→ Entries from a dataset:
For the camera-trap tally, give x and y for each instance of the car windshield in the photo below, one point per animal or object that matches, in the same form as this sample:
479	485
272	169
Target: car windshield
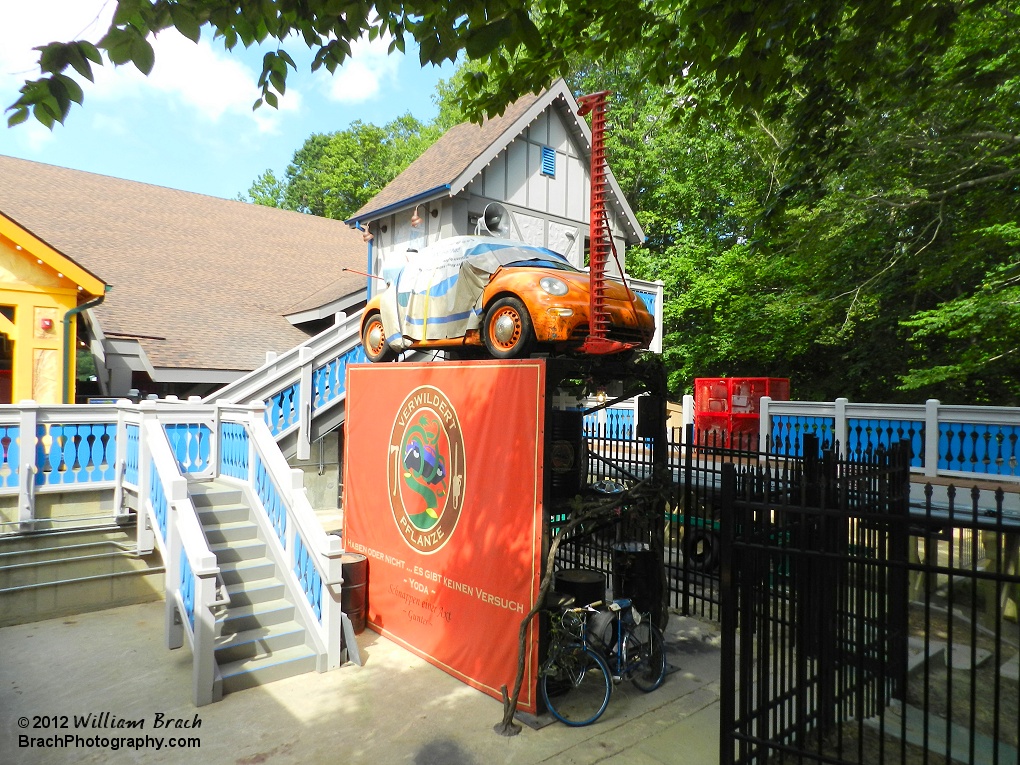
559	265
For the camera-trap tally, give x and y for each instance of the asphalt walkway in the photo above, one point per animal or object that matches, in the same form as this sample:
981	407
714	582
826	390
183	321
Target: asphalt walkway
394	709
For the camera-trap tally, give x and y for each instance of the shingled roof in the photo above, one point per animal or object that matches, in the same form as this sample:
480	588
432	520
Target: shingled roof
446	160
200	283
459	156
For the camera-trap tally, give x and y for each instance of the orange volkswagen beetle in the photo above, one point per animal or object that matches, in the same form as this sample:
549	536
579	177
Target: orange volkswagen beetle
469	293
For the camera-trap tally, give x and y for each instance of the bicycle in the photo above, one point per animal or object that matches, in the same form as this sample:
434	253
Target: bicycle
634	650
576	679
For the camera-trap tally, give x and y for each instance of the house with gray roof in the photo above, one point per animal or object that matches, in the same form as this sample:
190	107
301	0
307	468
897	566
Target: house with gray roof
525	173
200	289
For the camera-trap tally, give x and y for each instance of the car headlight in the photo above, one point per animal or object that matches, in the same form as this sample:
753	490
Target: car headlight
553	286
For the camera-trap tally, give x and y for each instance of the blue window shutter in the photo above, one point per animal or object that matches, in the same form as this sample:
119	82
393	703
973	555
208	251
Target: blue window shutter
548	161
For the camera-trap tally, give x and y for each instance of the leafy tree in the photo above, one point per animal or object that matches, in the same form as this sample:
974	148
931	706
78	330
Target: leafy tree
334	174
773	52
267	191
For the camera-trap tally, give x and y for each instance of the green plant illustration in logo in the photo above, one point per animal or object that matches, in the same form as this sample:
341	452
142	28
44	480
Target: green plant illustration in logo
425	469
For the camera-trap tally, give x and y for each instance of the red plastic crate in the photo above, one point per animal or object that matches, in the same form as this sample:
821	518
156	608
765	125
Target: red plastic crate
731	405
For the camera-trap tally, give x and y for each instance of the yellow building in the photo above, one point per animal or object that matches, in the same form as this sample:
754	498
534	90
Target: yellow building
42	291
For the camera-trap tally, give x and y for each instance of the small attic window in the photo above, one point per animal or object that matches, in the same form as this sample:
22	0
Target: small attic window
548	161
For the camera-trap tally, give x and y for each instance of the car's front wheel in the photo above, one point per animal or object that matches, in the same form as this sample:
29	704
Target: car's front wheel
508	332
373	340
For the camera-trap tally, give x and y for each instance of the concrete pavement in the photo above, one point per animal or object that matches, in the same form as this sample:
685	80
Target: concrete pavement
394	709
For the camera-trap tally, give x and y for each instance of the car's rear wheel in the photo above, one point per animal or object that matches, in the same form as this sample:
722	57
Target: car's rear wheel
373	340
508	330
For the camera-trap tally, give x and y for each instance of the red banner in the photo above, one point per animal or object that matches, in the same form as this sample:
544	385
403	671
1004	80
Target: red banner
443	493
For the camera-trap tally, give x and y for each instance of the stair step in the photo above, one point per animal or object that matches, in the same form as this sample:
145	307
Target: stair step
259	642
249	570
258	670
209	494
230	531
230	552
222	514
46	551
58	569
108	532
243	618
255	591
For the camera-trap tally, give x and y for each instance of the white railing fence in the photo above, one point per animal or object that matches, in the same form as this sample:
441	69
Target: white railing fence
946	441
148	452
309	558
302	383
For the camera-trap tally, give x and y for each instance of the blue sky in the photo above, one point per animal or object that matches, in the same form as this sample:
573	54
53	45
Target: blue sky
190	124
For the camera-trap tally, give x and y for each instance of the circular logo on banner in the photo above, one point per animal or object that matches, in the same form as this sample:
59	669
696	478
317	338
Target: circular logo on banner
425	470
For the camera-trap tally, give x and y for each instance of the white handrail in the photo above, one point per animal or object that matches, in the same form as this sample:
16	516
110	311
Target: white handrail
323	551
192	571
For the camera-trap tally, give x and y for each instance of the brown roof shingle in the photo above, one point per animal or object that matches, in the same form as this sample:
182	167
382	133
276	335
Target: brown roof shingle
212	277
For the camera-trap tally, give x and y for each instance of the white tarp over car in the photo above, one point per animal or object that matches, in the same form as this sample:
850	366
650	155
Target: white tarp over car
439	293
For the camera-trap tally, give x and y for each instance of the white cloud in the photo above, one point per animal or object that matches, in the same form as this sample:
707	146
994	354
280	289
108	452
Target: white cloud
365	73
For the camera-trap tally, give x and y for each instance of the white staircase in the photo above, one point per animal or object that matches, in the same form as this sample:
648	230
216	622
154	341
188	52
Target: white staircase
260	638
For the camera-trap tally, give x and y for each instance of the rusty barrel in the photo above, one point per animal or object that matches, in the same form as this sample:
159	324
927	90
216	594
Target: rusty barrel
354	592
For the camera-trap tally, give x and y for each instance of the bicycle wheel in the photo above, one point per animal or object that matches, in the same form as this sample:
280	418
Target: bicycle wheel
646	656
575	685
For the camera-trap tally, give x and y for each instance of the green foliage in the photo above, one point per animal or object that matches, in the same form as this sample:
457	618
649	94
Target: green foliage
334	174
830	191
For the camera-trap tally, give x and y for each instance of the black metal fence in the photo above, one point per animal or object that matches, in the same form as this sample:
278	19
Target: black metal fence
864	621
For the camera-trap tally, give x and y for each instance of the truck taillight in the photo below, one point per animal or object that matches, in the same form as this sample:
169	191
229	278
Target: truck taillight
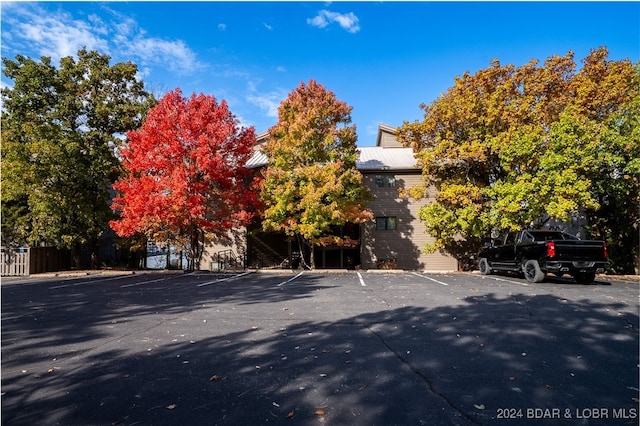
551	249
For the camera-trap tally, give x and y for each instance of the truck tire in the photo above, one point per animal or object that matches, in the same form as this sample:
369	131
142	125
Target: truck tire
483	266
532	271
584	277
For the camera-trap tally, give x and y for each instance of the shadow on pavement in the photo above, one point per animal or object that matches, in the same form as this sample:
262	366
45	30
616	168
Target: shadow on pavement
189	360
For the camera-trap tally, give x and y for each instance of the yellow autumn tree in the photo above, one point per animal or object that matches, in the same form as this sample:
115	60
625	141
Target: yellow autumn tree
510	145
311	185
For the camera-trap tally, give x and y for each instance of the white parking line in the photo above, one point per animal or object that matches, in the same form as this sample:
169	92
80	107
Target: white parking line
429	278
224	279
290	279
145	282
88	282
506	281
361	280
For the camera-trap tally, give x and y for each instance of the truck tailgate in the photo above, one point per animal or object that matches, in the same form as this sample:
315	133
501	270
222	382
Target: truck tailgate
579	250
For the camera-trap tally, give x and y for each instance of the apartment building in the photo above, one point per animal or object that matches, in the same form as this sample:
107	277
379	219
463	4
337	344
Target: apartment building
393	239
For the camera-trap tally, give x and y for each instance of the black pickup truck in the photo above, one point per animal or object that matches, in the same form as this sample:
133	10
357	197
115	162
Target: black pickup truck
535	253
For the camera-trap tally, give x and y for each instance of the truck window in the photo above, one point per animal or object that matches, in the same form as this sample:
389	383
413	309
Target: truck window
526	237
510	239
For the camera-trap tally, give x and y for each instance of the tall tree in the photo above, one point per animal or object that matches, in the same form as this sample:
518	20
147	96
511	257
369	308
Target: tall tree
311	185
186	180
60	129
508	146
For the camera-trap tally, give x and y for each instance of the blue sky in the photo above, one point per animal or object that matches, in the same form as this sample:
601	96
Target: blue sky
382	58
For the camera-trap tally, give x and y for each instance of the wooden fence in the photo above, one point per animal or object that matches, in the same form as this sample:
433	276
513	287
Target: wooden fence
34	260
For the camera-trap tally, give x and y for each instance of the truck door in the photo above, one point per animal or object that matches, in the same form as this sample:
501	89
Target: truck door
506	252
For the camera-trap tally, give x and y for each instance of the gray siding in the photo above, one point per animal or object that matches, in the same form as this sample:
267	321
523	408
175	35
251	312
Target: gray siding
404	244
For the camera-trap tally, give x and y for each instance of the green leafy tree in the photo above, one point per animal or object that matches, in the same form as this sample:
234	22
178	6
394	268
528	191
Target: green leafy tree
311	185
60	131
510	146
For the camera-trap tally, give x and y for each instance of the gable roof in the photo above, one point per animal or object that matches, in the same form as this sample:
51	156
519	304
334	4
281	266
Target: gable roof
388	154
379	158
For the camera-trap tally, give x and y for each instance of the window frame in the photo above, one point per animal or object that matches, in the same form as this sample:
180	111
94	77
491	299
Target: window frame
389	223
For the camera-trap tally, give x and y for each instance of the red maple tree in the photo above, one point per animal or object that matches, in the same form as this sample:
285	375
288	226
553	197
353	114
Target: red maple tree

→ TASK BRIEF: Every line from the one containing "of the tall" through the end of the data must be repeated exactly, and no other line.

→ CORRECT RESULT:
For the camera-trap tally, give x and y for each instance of the tall tree in the photo above, one point per animal or object that matches, in the same form as this sample:
518	20
147	96
511	257
369	308
Target: tall tree
311	185
186	180
60	129
508	146
For the camera-trap tally, give x and y for each instance of the blue sky in the photo above, one point per animal or object that matches, in the same form as this sample:
601	96
Target: blue sky
382	58
For the camera-trap tally, give x and y for each instance of the wooden fence in the photo above, one point per animal or object that matches, in the same form as this sample:
433	276
513	287
Target: wooden fence
34	260
For the camera-trap tally, give x and y for each instance of the truck door in the photo above, one point per animal or object that matches, in the same form as this sample:
501	89
Target: truck door
506	252
For the camera-trap tally, give x and y for each instance of the gray siding in the photo above, one point per animal or object that matches, in the same form as this sample:
267	321
523	408
175	35
251	312
Target: gray siding
404	244
For the camera-trap tally, give x and y for each instance of the green leafy tree in the photo above, one point per animal or object that matches, in the same form as this sample:
234	22
178	6
394	268
528	191
Target: green leafy tree
311	185
60	131
510	146
For the camera-trap tally, give x and y for each instance of the gable roof in the photo above, one point per animal or object that matches, in the same form as this sample:
51	156
519	304
334	4
281	266
Target: gable roof
388	154
379	158
For the camera-trap tally, give x and y for each instance of the window frame in the photo above, one point per animal or object that matches, in the same form as this sample:
180	111
94	77
491	299
Target: window frame
389	223
For the camera-trap tally, give x and y for each instance of the red maple tree in the photo above, one point per animal or object that matches, in the same form as this sample:
285	375
288	226
553	197
353	114
Target: red maple tree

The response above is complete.